__Dataset content__

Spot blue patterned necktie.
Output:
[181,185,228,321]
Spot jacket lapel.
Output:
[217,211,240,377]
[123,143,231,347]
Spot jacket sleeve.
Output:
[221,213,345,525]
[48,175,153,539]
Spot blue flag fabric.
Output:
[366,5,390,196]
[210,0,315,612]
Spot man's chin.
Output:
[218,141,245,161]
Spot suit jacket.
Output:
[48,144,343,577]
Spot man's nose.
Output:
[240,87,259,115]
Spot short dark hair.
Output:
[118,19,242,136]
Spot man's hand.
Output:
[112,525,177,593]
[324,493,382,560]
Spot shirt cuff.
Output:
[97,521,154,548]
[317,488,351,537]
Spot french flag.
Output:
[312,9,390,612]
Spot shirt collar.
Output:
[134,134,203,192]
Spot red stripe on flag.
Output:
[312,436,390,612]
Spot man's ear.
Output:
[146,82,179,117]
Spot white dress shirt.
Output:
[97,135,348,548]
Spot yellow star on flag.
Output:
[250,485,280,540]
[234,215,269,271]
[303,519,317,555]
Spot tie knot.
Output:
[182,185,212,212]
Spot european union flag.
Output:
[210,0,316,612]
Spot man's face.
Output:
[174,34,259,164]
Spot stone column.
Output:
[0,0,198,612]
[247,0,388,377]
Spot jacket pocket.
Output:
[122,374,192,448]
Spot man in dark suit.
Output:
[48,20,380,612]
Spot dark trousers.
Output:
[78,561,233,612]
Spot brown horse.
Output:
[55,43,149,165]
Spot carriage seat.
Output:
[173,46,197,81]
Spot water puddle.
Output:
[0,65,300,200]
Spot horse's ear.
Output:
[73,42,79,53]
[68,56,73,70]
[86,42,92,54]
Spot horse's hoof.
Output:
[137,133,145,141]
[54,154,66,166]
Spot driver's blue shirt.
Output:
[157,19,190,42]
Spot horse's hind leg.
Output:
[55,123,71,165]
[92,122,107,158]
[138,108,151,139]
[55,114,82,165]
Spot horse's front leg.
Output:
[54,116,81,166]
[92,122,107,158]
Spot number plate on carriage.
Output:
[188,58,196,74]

__Goal__
Write out the records word for word, from the line containing "Spot horse's hind leg." through the end of the records, including both of those ends.

__Written response__
Spot horse's hind leg.
Output:
[55,123,71,165]
[92,122,107,158]
[138,108,151,139]
[55,114,82,165]
Spot horse's front leg.
Output:
[54,116,81,166]
[92,122,107,158]
Spot number plate on carriage.
Output:
[188,58,196,74]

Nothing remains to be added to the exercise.